> **Task to complete**
Copy out every line of the listing from its first line through the line that contains "(1196, 173)", and nothing beyond it. Shift each pixel coordinate by adding 93 to both of its numbers, and leave all the other lines as they are.
——————
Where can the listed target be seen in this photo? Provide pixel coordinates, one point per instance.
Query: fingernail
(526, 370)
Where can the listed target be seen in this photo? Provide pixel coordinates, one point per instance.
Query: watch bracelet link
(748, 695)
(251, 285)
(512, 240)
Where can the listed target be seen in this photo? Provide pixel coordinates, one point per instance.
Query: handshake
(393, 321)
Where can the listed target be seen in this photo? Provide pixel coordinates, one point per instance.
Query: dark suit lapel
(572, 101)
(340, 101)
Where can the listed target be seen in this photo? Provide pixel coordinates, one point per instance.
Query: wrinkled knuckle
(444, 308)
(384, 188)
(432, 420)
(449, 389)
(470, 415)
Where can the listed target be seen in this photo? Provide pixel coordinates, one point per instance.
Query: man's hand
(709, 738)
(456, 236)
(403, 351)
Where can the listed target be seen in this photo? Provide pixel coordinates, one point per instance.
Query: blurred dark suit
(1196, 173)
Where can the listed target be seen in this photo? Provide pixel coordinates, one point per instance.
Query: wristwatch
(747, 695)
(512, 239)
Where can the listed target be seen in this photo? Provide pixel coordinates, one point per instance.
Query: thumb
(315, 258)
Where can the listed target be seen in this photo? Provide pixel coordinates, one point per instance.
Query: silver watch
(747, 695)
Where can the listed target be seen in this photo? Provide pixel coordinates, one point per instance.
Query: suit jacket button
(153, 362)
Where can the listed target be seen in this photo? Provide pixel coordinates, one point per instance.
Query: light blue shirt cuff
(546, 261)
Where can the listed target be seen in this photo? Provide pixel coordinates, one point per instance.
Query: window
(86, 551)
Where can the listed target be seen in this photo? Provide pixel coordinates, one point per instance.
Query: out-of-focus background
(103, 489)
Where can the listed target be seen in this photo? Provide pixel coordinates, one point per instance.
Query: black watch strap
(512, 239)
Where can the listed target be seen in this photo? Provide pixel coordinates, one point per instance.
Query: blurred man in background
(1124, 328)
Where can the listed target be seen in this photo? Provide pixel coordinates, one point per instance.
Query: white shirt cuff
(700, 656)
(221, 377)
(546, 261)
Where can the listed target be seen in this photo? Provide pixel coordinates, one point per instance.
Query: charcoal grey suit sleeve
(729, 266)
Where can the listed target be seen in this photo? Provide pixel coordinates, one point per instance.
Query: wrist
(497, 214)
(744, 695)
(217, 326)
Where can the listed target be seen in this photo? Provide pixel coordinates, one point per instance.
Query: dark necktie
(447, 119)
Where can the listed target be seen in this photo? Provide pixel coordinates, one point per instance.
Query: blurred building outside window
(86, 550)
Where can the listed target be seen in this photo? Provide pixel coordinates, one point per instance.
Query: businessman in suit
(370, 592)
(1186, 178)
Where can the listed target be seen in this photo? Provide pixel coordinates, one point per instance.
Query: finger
——————
> **Exercise output**
Where can the listed target be seen in this photo? Provide pixel coordinates, one point per instance.
Query: fingernail
(619, 463)
Where can the listed target be seen in this photo? Provide pixel coordinates, one point per instance.
Query: watch bracelet link
(841, 788)
(344, 378)
(605, 333)
Where can the listed target be seen in this photo? Provide pixel coordinates, one point per instance.
Query: handshake
(486, 414)
Where can the listed target be seen in this photo? Provide pixel coordinates, one point per instance.
Query: dark suit lapel
(665, 194)
(433, 194)
Where can the listed target be seen in this photo? Provide pixel coordinates, one point per instance.
Query: wrinkled knuckle
(537, 401)
(477, 281)
(525, 513)
(542, 482)
(563, 508)
Where can the listed target be seen in this photo? Provide pixel coordinates, one point per instance.
Query: man's hand
(802, 831)
(549, 329)
(496, 444)
Where can the listed target be seen in this photo? Provide pixel coordinates, one point per instance.
Query: blurred dark suit
(1289, 266)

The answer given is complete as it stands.